# Requirement
Copy the data precisely, keeping every character.

********************

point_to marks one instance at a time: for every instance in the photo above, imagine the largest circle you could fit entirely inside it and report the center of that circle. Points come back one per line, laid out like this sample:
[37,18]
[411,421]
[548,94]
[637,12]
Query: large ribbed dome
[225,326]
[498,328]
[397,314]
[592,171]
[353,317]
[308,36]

********************

# The answer
point_to marks one instance at a time: for every instance in the photo above, imagine the largest circle you could fit entirely inside it and report the center of that circle. Points come back one per line, laid out like this sample:
[37,18]
[411,421]
[548,94]
[637,12]
Query: large ribbed dome
[225,326]
[498,328]
[397,314]
[592,171]
[353,317]
[308,36]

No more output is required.